[Aim]:
Report every line in the records below that contains the word "plant", matching case exactly, and copy each such line in full.

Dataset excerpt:
________________

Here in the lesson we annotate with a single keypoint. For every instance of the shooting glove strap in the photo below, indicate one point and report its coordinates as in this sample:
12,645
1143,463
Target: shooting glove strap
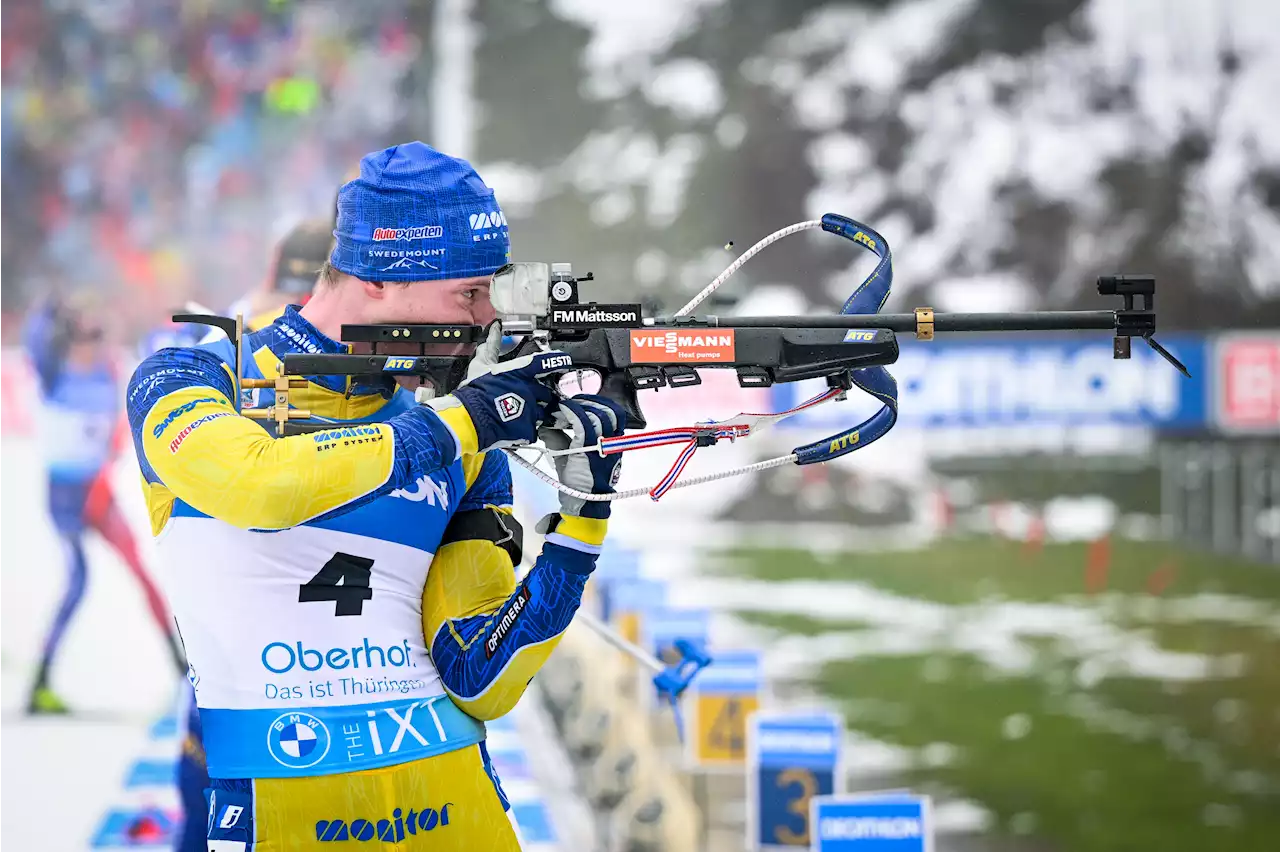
487,525
585,535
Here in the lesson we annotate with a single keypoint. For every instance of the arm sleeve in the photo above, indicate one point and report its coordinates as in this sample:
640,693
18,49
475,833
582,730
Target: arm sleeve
489,635
190,439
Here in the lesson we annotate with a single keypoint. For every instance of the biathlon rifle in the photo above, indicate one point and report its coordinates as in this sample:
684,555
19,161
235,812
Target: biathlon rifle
542,307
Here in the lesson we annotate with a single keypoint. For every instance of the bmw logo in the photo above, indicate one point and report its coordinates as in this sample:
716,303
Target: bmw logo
297,740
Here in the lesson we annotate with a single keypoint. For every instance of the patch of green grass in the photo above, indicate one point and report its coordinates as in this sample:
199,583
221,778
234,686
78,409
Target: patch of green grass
1089,789
967,571
796,624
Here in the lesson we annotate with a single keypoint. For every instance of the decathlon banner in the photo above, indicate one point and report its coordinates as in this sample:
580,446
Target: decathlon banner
872,823
1043,381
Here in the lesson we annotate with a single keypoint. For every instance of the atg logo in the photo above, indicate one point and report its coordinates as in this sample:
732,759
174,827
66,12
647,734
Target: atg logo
392,830
297,740
421,232
178,412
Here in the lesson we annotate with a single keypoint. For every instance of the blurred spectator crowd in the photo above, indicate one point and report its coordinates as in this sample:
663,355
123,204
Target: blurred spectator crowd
152,150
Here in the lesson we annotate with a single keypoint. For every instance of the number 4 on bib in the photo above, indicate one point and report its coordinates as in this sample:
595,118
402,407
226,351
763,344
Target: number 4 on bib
344,581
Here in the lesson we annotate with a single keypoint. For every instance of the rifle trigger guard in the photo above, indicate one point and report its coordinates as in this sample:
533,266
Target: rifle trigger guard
924,324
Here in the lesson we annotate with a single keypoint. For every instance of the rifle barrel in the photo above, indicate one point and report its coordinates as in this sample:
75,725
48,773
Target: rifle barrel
906,323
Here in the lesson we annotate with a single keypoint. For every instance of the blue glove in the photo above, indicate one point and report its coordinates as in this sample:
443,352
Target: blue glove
510,401
586,418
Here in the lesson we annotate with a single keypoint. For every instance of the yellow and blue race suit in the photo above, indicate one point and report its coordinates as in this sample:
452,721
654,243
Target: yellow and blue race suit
346,644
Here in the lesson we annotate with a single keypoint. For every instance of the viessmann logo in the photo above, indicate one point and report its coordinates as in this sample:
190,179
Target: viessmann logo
649,346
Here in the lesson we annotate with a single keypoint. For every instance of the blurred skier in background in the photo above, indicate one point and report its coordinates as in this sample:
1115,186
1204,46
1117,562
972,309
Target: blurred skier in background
80,427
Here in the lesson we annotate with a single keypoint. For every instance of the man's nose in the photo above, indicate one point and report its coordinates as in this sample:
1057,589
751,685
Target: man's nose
483,311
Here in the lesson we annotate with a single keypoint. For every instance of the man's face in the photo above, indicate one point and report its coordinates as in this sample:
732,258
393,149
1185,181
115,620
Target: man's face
449,302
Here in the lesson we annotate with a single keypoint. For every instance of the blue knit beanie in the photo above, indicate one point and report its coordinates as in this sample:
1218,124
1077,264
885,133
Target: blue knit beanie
414,215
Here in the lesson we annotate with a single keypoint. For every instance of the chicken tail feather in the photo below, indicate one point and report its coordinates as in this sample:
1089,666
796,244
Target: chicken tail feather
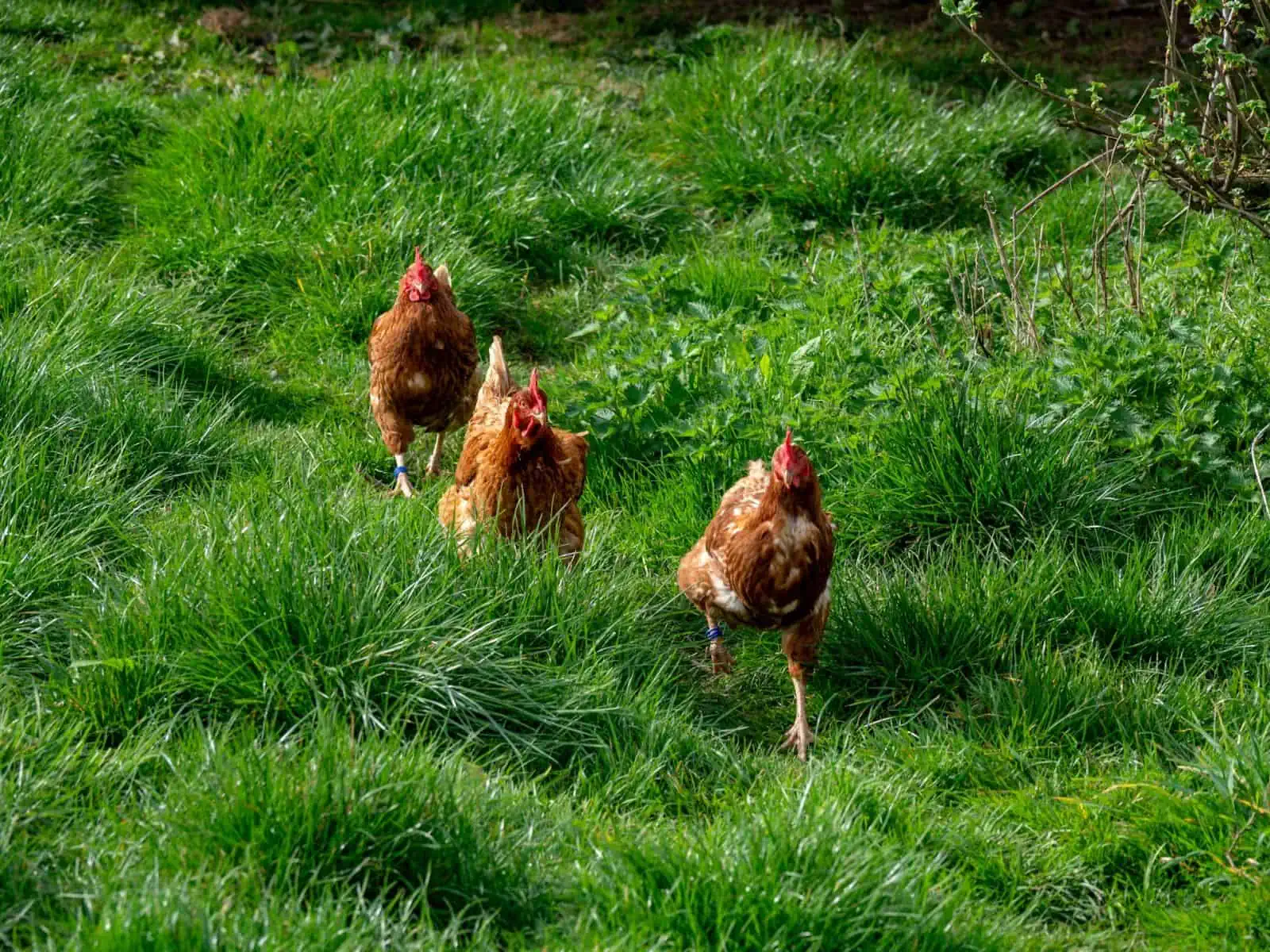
498,380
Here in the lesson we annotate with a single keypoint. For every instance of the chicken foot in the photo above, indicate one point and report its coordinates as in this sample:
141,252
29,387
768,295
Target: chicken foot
799,736
721,658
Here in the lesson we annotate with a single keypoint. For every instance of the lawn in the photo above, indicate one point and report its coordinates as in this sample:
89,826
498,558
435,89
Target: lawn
248,700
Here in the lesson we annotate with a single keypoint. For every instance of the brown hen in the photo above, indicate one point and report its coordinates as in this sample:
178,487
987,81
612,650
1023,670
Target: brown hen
423,366
516,471
765,562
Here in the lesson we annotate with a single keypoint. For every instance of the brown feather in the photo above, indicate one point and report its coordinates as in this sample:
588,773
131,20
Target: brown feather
423,368
518,484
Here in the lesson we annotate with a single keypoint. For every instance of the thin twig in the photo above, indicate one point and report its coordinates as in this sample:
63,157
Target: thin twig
1257,469
1067,178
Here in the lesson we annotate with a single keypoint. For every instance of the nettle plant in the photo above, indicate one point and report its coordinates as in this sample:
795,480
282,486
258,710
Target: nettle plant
1202,126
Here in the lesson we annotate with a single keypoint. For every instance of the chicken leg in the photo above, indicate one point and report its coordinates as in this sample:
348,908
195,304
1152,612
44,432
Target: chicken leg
721,658
403,486
802,645
435,460
799,736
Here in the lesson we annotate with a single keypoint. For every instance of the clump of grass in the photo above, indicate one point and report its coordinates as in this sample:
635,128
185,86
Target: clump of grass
817,132
959,463
254,198
332,810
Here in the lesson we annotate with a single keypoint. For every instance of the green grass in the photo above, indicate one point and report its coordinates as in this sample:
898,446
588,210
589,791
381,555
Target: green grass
248,700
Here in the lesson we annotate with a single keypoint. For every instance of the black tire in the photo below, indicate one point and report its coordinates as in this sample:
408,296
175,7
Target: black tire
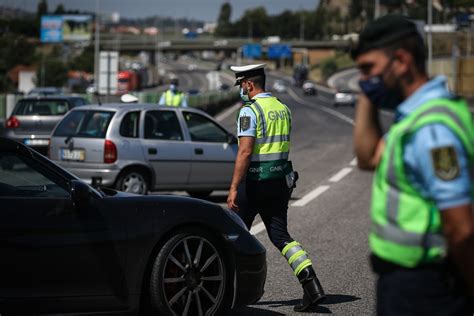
200,194
133,181
181,284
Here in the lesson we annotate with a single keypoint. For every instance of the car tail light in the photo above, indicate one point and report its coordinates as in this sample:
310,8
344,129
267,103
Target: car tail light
110,152
12,122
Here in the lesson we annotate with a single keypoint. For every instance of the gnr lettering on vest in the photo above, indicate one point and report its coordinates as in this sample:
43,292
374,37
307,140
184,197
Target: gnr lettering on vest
277,115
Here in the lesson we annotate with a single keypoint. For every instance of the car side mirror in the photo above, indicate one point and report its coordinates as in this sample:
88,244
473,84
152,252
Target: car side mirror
80,193
231,139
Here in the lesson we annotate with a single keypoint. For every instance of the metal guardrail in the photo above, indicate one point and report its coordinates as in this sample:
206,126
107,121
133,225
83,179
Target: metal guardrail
211,102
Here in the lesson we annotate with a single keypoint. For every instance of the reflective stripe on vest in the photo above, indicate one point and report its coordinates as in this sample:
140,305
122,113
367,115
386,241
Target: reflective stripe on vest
406,228
296,256
273,130
173,99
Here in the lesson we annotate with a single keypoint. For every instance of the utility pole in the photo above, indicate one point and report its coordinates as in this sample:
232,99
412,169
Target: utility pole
96,46
377,9
302,26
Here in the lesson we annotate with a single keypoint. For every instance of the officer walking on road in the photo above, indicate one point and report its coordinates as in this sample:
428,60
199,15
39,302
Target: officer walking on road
263,127
422,233
173,96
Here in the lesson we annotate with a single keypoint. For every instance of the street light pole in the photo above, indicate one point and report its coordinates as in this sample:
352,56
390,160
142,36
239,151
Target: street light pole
96,46
430,35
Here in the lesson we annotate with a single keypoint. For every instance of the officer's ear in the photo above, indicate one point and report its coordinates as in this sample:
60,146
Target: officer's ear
403,62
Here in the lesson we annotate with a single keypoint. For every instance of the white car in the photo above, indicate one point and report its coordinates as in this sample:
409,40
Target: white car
345,97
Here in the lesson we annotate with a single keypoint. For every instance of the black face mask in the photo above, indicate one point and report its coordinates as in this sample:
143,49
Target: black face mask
379,94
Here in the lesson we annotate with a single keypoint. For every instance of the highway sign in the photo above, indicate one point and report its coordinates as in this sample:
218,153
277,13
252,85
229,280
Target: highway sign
108,73
252,50
279,51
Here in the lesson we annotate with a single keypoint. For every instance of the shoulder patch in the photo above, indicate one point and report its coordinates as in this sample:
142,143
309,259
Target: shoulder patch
244,123
445,162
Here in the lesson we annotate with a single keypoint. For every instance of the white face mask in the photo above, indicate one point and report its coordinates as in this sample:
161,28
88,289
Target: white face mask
244,95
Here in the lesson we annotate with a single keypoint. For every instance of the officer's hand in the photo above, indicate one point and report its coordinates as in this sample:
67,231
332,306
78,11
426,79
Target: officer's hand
232,200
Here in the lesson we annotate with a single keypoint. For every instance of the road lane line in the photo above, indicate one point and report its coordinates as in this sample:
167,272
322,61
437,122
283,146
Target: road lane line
311,195
341,174
260,227
321,108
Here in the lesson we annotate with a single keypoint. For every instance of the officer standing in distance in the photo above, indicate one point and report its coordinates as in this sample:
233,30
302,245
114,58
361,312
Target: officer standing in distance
173,96
263,128
422,232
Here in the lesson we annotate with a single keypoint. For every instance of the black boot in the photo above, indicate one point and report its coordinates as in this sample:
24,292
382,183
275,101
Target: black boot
313,291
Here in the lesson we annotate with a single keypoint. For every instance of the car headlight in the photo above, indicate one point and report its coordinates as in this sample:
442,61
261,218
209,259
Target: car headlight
236,218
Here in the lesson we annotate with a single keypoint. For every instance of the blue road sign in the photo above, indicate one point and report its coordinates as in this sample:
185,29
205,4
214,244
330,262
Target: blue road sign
252,50
279,51
51,29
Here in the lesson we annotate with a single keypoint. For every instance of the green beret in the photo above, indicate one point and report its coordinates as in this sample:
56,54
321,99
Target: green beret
383,32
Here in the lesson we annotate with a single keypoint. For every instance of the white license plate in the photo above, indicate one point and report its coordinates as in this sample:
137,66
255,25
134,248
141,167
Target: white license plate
36,142
74,154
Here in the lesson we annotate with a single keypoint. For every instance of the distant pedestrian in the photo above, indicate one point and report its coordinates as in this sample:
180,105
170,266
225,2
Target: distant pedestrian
173,96
422,232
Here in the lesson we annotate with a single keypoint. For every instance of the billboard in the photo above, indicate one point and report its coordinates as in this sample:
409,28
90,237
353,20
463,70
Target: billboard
51,29
252,50
279,51
66,28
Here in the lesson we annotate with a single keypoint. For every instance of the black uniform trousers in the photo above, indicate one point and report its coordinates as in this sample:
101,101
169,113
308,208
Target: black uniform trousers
426,290
269,198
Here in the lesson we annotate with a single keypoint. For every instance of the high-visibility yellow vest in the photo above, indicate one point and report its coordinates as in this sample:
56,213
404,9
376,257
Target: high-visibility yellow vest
173,98
406,227
272,143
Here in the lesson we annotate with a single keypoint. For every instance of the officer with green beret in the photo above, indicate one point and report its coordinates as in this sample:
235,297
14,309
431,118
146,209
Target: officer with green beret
422,232
263,128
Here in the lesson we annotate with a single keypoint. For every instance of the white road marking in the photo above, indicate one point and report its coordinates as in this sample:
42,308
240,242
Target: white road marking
321,108
341,174
353,162
311,195
260,227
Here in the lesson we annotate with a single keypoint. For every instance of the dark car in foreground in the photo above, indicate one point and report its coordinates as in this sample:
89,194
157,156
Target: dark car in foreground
68,248
34,118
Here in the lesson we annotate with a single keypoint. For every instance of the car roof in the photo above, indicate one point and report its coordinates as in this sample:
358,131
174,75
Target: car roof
119,107
51,97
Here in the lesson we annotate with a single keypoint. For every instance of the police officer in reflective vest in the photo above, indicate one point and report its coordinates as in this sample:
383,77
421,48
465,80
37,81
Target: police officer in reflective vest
173,96
264,126
422,232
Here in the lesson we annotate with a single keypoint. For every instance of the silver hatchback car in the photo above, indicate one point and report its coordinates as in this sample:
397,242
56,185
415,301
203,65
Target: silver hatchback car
145,147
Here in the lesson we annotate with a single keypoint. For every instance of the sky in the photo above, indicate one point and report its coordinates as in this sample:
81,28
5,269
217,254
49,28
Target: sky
202,10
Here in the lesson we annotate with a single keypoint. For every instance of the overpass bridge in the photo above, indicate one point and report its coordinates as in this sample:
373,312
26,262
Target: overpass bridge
136,43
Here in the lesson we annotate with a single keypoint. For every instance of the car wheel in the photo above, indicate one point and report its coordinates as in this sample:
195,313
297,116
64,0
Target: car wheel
189,276
133,182
200,194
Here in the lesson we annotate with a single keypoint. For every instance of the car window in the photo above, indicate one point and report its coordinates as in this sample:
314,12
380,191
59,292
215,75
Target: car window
88,124
20,177
203,129
41,107
162,125
129,125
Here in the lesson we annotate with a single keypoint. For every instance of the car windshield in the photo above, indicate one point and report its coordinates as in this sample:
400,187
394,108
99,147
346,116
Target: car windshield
88,124
41,107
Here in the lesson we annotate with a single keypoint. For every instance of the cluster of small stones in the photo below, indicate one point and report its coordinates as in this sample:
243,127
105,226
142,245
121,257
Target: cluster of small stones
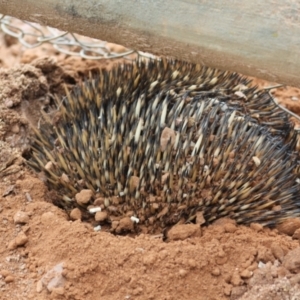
164,141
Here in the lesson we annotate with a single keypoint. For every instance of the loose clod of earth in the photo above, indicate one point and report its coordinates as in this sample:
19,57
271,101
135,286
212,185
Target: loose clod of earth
162,140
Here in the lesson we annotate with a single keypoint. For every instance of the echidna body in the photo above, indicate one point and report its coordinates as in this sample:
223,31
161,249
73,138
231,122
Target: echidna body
169,139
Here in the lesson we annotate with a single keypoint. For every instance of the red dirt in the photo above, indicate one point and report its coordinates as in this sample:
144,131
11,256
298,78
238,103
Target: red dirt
222,261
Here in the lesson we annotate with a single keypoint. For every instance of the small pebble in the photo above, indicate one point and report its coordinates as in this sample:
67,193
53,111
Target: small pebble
236,280
84,197
9,279
182,273
5,273
21,239
231,228
76,214
101,216
246,274
216,272
39,286
289,227
21,217
277,251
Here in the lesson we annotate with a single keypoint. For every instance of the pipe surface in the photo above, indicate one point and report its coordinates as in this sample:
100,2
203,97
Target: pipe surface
257,38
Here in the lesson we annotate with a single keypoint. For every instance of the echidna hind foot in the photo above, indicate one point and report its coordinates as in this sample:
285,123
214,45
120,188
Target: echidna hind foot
164,140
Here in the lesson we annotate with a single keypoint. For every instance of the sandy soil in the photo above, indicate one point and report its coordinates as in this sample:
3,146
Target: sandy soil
44,255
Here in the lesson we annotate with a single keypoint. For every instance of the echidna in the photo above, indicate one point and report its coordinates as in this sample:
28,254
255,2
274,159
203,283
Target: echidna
164,139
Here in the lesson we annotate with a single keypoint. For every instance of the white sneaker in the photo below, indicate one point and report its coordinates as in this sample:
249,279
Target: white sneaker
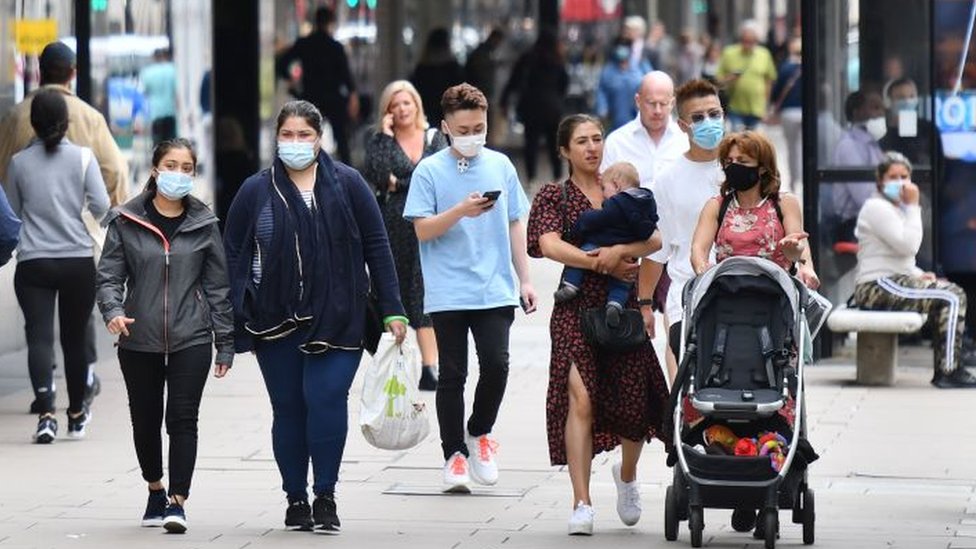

________________

[Response]:
Here in the lesson we annotate with a single keypoint. For every instance of the nettle plant in the photo above, indicate one point and report its coordinates as in this sample:
Target: nettle plant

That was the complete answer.